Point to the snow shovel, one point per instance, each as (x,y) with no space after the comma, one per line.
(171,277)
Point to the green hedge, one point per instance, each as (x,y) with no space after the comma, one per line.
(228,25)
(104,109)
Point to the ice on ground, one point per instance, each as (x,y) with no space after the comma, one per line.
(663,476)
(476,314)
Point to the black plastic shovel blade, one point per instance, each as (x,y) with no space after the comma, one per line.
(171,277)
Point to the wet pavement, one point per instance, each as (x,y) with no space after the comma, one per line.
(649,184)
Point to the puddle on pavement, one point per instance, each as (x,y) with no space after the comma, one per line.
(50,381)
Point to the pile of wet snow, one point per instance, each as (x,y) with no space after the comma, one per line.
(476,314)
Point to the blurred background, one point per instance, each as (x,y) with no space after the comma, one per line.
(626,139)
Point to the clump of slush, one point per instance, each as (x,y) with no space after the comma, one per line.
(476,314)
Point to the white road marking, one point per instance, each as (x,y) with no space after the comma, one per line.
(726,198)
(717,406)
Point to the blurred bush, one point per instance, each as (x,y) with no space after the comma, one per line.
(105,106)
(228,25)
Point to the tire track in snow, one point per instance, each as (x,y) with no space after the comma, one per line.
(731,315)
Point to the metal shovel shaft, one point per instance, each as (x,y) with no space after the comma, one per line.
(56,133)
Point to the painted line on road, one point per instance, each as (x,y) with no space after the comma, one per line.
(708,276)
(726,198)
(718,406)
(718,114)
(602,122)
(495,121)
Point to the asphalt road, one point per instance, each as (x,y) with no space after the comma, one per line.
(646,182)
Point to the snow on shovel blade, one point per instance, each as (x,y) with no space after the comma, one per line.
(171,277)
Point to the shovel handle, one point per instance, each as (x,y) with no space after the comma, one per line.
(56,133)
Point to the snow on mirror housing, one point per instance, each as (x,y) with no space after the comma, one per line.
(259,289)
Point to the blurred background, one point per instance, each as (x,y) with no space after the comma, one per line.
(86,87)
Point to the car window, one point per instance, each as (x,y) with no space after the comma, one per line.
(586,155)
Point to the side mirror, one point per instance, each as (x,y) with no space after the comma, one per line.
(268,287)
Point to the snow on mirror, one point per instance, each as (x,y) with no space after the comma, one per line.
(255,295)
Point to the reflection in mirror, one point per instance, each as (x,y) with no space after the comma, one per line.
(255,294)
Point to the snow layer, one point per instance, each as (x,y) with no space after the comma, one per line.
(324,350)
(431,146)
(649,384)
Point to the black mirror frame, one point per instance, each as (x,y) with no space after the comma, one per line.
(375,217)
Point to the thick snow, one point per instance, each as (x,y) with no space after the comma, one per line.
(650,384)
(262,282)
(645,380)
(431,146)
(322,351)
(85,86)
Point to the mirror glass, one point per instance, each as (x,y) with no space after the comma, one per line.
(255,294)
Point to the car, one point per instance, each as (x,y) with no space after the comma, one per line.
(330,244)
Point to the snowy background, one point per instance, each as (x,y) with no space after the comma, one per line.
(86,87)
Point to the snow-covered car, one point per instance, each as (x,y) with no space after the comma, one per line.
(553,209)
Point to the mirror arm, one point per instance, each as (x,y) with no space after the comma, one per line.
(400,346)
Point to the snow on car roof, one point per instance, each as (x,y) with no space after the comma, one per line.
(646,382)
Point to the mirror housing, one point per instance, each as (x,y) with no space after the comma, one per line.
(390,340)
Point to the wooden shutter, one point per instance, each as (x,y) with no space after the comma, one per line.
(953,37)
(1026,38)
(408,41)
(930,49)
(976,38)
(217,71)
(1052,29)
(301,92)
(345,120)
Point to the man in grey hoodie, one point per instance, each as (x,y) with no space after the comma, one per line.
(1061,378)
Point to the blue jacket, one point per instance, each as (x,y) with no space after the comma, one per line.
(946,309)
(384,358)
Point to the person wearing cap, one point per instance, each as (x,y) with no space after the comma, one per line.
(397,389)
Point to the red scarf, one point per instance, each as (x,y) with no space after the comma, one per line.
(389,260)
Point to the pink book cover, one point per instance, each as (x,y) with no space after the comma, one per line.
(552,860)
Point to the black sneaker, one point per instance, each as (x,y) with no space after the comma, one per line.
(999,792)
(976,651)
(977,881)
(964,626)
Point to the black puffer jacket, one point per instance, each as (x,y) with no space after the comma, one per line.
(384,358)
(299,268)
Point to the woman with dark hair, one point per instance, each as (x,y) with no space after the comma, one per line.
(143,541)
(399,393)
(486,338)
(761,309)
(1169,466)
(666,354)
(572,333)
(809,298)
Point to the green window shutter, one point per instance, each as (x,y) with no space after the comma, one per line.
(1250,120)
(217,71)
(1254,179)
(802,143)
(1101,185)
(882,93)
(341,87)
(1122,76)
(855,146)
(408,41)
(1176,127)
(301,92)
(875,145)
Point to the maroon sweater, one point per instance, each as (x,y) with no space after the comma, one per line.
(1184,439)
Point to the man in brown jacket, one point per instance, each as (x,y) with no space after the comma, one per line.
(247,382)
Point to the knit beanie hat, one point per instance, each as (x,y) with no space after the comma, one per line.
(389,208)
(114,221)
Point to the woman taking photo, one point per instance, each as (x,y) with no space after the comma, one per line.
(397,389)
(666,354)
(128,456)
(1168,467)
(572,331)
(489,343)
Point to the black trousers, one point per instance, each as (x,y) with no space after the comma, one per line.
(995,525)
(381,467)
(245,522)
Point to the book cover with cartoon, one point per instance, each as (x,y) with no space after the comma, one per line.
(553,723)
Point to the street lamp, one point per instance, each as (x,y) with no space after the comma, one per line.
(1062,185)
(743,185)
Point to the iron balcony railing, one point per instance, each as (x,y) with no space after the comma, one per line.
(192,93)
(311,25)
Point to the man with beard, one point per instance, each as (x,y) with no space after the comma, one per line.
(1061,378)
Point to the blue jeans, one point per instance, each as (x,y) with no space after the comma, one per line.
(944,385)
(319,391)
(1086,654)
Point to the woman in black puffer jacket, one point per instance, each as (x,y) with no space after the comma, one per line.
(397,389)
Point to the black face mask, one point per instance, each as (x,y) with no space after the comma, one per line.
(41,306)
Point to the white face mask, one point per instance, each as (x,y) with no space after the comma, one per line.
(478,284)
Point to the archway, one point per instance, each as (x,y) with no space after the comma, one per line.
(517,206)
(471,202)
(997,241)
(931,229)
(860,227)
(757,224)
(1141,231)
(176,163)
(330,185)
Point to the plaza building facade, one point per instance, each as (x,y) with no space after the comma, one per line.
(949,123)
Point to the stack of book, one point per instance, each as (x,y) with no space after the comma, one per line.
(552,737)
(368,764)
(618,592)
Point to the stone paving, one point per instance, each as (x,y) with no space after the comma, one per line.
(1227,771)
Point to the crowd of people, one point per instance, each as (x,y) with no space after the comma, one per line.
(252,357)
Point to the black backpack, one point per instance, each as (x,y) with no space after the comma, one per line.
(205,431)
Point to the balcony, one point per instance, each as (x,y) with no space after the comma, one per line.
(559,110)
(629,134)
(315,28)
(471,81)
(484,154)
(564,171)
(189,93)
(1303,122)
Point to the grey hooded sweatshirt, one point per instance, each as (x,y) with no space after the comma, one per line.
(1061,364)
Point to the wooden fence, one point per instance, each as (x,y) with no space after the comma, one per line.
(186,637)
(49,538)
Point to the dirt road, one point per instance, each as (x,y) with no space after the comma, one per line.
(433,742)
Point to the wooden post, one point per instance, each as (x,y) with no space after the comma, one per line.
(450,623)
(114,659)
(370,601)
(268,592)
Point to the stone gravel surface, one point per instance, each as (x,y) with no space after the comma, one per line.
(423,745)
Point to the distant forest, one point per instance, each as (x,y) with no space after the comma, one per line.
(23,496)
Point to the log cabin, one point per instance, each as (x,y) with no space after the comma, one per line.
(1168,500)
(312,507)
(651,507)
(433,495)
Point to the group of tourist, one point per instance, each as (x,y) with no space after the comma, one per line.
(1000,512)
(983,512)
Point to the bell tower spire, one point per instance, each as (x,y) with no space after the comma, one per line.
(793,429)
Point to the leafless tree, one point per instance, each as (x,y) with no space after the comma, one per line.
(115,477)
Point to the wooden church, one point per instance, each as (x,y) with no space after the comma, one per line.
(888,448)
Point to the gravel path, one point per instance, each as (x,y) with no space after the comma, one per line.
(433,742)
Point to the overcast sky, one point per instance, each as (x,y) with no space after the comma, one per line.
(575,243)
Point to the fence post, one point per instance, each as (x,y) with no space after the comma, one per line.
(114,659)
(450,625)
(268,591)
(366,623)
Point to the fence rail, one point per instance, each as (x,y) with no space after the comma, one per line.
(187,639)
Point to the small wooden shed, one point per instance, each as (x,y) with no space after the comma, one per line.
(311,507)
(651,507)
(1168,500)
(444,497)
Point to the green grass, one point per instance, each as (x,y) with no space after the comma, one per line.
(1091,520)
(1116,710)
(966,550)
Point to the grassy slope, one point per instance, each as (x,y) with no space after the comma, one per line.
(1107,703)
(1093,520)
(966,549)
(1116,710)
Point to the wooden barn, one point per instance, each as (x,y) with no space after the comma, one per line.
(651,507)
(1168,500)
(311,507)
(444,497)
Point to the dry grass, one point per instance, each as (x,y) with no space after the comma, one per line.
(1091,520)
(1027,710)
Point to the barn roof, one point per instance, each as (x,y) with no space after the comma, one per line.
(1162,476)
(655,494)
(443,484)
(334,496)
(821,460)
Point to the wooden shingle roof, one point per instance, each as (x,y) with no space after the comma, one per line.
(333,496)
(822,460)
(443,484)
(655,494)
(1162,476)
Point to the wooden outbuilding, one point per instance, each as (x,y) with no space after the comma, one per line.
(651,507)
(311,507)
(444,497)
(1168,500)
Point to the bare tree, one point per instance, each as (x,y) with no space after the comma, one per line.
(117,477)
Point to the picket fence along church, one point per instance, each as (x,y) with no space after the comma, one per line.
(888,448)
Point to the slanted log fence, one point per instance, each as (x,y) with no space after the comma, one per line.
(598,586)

--- YOUR TASK ---
Each line from the one containing "Point to the bare" to the end of the listing above should be copied exactly, and nothing else.

--- OUTPUT OF THE EXERCISE ---
Point to the bare tree, one point per instance, each as (x,y) with no space after the comma, one per line.
(117,477)
Point to the picket fence along church, one point per instance, each as (x,y) with no space after the comma, one per line.
(888,448)
Point to the slanted log fence, one point per instance, each as (x,y) with no space after the comma, one per line.
(598,586)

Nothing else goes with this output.